Retype the material that follows, keeping every word as it is.

*****

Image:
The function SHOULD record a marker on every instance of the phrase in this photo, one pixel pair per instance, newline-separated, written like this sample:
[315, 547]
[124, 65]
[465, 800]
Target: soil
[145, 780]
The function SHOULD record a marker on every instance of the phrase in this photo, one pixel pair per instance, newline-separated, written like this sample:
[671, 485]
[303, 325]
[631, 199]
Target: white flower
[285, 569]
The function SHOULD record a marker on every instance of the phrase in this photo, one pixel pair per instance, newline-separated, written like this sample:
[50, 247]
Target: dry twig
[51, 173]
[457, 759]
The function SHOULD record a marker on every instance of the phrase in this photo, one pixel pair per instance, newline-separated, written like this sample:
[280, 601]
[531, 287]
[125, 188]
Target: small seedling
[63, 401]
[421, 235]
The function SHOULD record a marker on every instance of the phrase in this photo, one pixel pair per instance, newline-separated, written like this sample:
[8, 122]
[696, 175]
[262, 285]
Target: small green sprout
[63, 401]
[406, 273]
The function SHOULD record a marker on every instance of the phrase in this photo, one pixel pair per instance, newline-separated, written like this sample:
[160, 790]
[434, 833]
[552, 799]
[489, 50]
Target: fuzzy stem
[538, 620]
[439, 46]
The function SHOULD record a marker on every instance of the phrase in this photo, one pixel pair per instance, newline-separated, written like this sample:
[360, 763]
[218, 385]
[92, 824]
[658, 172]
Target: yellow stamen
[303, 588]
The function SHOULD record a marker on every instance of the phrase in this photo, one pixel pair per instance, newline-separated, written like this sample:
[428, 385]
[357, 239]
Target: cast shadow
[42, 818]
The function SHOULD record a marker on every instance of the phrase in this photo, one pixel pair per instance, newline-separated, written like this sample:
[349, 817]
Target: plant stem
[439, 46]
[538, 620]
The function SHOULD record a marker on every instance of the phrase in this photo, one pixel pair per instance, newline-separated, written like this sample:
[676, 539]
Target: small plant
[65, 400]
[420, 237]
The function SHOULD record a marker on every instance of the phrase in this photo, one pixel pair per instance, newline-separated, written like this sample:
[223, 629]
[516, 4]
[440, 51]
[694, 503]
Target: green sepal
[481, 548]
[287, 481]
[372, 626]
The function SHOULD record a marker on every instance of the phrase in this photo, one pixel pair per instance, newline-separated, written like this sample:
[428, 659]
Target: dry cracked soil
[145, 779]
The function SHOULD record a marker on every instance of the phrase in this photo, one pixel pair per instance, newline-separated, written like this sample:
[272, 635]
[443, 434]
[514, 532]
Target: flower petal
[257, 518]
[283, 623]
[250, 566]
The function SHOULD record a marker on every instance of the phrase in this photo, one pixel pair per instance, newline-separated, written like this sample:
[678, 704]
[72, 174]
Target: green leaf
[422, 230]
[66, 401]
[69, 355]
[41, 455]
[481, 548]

*****

Solved problem:
Image:
The function SHOULD record a marker on every instance of the phrase in this photo, one pixel pair per instance, newline-separated, written like this sample:
[315, 547]
[124, 65]
[465, 800]
Target: soil
[145, 780]
The function SHOULD record a marker on every instance of the phrase in this photo, one pixel pair per instance, newline-separated, written like this sample:
[671, 485]
[303, 325]
[631, 199]
Target: white flower
[285, 569]
The function SHOULD record a marker on every instance of the phrase in this photo, one pixel pair per instance, newline-separated, written like this sample:
[50, 247]
Target: dry twig
[51, 173]
[457, 759]
The function SHOULD record a marker on every instance of the phrase in this photo, one pixel pair per instance, newline-separated, written like this sample:
[280, 601]
[531, 287]
[125, 188]
Target: small seedling
[63, 401]
[421, 235]
The function SHOULD record a marker on every instance of the phrase in this photo, one pixel pair per instance, newline-separated, written like this sample:
[8, 122]
[696, 175]
[262, 285]
Target: small green sprout
[63, 401]
[406, 273]
The function SHOULD record a marker on every instance of the phrase in this photo, one pixel pair per instance, newline-separated, written like this sample:
[160, 790]
[434, 833]
[552, 799]
[489, 50]
Target: fuzzy stem
[538, 620]
[439, 46]
The function SHOULD record a marker on every instance of the phrase in this photo, one pixel pair per instance, newline-separated, written like this sample:
[360, 763]
[218, 385]
[92, 824]
[658, 172]
Target: yellow stamen
[303, 588]
The function SHOULD record a marker on every instance of the phrase in this photo, one pixel pair per instance, newline-separated, written like this sample:
[428, 385]
[357, 239]
Target: cast shadow
[42, 818]
The function SHOULD record a marker on every instance of the phrase in this photo, one pixel pair per instance, newline-separated, written like this sample:
[349, 817]
Target: plant stem
[439, 46]
[538, 620]
The function SHOULD record a marker on every instance of the phrase in this photo, one pixel pair per instance, newline-separated, written like this sample:
[676, 539]
Target: small plant
[65, 400]
[420, 237]
The function SHOULD record a marker on every instance of the phrase in this photo, one pixel pair per instance, newline-separated, written like this sample:
[223, 629]
[516, 4]
[440, 51]
[694, 503]
Target: green sepal
[481, 548]
[287, 481]
[372, 626]
The function SHOULD record a marker on every instance of the phrase in this photo, one pixel pair per instance, newline-separated, written like this sample:
[428, 659]
Target: dry cracked soil
[145, 779]
The function SHOULD record a marker on every instance of the phrase in this photo, one pixel pair per instance, newline-separated, written like this sample:
[272, 635]
[443, 434]
[514, 532]
Target: flower petal
[257, 518]
[283, 623]
[250, 566]
The function SHOULD record a marker on every instance of the phrase in this photo, one pixel pair per instance, newline-separated, written like this sample:
[678, 704]
[72, 174]
Target: green leaf
[422, 230]
[66, 401]
[69, 355]
[41, 455]
[481, 548]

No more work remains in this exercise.